--- What you should do ---
Rewrite every line of the material, from the line containing "example: [320, 247]" down to the end of the material, both ends included. Multiply each answer point coordinate by 1.7 and round to a whole number, with halves rounded up. Leave all other numbers unchanged, including those in the format samples.

--- Records provided ---
━━━━━━

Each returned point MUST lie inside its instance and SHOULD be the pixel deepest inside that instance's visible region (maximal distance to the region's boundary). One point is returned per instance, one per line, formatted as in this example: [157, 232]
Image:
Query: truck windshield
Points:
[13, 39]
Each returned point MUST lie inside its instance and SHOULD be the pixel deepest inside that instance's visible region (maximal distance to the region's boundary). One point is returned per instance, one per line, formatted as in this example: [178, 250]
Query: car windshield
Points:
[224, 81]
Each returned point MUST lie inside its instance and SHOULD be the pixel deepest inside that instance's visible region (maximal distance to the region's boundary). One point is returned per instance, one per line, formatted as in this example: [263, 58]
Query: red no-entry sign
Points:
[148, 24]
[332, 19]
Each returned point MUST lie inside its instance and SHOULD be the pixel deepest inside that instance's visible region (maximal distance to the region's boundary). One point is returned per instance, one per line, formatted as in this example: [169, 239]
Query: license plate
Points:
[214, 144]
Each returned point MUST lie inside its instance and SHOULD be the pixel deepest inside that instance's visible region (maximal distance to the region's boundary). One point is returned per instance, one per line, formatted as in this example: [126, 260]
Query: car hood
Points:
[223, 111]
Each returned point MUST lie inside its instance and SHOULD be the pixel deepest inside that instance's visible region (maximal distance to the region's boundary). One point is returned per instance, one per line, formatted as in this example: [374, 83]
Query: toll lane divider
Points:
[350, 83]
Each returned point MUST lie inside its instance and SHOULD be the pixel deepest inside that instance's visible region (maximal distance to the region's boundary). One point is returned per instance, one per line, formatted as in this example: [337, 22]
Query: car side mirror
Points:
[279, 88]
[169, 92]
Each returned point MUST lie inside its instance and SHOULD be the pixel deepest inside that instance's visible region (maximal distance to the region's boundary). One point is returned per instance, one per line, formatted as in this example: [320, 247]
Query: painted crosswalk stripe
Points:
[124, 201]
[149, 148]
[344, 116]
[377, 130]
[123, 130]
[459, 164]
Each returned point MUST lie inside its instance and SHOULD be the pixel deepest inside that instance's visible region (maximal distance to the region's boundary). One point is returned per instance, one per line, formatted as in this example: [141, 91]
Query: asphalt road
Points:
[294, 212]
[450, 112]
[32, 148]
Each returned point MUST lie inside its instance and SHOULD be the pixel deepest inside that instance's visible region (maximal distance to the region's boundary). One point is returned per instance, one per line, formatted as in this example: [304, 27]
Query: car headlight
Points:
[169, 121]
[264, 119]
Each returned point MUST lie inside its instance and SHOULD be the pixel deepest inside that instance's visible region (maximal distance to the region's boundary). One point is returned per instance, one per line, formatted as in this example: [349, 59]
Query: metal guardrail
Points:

━━━━━━

--- Final answer ---
Each returned point MUST lie inside its instance and SHOULD be the pixel deepest inside that instance's visible region (maximal distance to the region's boundary). One point is returned per instance, one per line, formatted as in this example: [320, 247]
Query: painted crosswalk stripe
Points:
[211, 342]
[253, 252]
[585, 197]
[641, 221]
[209, 221]
[780, 279]
Each returned point MUST lie inside its instance and SHOULD be the pixel deepest inside that instance's visible region (maximal distance to the region's boundary). One point is returned per instance, one per line, formatted as in this example: [141, 91]
Query: asphalt road
Points:
[500, 360]
[765, 190]
[54, 252]
Each returned point MUST lie inside its instance and SHOULD be the pixel deepest inside that instance's visible region (maximal distance to the region's boundary). One point is returned per instance, one per line, formatted as in this example: [304, 27]
Query: car headlight
Points:
[287, 206]
[449, 202]
Each returned point MUST lie inside its instance and SHOULD be the pixel deepest inside that instance's visible region (maximal distance to the region's boundary). One point is returned per instance, one per line, formatted as in this example: [349, 59]
Query: metal guardrail
Points:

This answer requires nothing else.